Text excerpt ->

While Jen Knox has a more generous glow to her skin than this little pug, her prose is as endearing. “After the Gazebo” pulls the reader into wrinkle of time in the sweet old wrinkles of the pug’s neckline. She’s that good! She has a gift. And, in step with the stylistic touches Alice Munro’s world-making, Knox pulls the reader into dynamic reflection. The larger questions are in play against the landscape of time’s relentless nature and humanity’s love of each other in spite of it all.
“The Prize at the End of This” delves into the motivation of preservation of life—life experiences with the creation of a bucket list:
The question—what scares you most?—cannot be unasked. I sit to write a sort of bucket list, sure that what scares me most is not to live to the fullest. For the first time since that writing practice so many years before, my words clog. I do not move. Pen cannot leave paper.
If you want to witness a very special writer with a rising voice in the literary world, read Jen Knox’s stories and the interview. CR Stories Interviews Jen Knox. Here’s a snippet:
NIYA: I am impressed by how you take us through time, aging people and their stories in juxtaposition with the pug in “After the Gazebo.” I felt I knew the pug intimately simply by the first description of his skin. And then I began to see the pug as watcher; a gatekeeper of time and of age. Can you speak to the genesis of this story? It’s excellent and so powerful for our theme this fall.
JEN: I love how you phrased that, a watcher and gatekeeper, because that is exactly how Prince seemed to come to me. He was a device on surface—the one factor that set so many things in motion that could arguably have led to the unnamed couple’s fate—but things are never that simple. A single decision may set others in motion, and this was the guideline of the story, but I wanted to show that perspective allows for what the obvious does not. The beauty and heartbreak in life is often brought on in degrees and in deep feelings that extend beyond belief to transcend our reality. Prince is a survivor, and he is a watcher, yes. He goes through the motions of his role, but something deeper motivates him and that thing may transcend life and death. I suppose that part’s up to the reader.

Data to examine ->

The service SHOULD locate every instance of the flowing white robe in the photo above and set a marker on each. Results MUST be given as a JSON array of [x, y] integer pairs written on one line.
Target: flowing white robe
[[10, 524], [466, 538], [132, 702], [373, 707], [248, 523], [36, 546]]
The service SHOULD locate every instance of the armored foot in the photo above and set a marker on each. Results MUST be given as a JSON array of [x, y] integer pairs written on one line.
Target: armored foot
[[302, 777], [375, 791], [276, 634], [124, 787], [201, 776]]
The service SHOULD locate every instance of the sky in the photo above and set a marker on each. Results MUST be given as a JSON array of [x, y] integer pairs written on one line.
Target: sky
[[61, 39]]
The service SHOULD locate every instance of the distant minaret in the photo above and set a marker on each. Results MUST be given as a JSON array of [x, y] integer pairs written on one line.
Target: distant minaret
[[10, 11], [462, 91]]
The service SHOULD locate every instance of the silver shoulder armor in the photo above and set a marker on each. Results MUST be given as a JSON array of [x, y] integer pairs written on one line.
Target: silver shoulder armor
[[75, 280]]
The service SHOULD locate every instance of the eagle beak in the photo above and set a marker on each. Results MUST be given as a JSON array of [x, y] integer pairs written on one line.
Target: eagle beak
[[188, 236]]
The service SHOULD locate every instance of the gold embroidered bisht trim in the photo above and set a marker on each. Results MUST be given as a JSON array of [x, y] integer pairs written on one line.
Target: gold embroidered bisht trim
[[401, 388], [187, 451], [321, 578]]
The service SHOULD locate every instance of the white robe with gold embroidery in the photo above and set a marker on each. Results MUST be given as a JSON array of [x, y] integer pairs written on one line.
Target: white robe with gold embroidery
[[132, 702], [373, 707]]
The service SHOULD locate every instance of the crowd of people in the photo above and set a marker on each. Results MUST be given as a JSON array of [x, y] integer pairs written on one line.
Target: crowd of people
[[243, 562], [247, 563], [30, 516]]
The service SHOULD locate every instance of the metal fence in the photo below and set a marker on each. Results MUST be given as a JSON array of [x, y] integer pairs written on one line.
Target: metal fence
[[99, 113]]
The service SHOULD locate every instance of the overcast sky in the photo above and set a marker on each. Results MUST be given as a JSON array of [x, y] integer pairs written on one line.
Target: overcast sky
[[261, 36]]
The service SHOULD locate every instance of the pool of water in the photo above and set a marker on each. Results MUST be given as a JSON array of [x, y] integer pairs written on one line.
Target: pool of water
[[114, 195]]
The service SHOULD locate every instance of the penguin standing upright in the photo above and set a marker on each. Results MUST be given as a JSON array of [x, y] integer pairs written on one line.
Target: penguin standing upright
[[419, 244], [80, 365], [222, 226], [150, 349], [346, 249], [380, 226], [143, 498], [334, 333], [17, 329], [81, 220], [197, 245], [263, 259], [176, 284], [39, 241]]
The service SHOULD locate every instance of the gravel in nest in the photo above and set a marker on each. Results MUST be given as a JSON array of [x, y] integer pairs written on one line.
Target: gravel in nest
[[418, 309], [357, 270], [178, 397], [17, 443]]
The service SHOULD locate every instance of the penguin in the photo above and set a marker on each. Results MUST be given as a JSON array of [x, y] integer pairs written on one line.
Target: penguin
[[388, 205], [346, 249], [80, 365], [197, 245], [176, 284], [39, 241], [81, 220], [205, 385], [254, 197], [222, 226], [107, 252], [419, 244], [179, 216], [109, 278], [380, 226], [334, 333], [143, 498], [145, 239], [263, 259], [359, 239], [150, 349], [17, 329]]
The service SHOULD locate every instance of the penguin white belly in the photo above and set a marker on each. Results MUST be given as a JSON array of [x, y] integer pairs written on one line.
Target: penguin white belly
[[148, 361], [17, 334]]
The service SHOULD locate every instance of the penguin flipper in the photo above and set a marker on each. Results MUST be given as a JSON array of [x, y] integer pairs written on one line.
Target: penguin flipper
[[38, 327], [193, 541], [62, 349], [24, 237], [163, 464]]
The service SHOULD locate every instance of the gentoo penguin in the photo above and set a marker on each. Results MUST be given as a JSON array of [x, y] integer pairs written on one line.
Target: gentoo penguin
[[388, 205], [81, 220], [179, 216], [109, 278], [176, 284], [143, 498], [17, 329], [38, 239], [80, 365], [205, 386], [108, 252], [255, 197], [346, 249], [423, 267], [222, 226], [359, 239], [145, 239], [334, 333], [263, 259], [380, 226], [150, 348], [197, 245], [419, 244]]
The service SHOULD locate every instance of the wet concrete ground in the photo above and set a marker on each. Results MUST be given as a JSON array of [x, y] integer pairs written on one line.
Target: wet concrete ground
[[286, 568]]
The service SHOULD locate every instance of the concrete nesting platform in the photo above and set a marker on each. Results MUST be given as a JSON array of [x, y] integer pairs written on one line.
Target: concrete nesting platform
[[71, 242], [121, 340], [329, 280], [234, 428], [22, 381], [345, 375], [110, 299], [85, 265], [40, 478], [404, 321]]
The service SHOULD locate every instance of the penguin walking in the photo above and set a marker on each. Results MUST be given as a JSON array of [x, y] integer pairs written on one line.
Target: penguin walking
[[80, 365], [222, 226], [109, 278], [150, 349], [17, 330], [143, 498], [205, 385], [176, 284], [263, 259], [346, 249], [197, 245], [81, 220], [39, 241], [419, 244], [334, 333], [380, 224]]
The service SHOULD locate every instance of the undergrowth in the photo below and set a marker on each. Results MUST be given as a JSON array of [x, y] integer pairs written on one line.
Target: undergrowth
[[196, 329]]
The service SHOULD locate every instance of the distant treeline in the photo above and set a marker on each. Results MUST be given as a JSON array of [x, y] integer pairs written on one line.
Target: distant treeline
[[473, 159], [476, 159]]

Task statement ->
Rewrite the review between "While Jen Knox" and "spite of it all.", inclusive, with "writing" in place of "prose".

Exercise answer ->
While Jen Knox has a more generous glow to her skin than this little pug, her writing is as endearing. “After the Gazebo” pulls the reader into wrinkle of time in the sweet old wrinkles of the pug’s neckline. She’s that good! She has a gift. And, in step with the stylistic touches Alice Munro’s world-making, Knox pulls the reader into dynamic reflection. The larger questions are in play against the landscape of time’s relentless nature and humanity’s love of each other in spite of it all.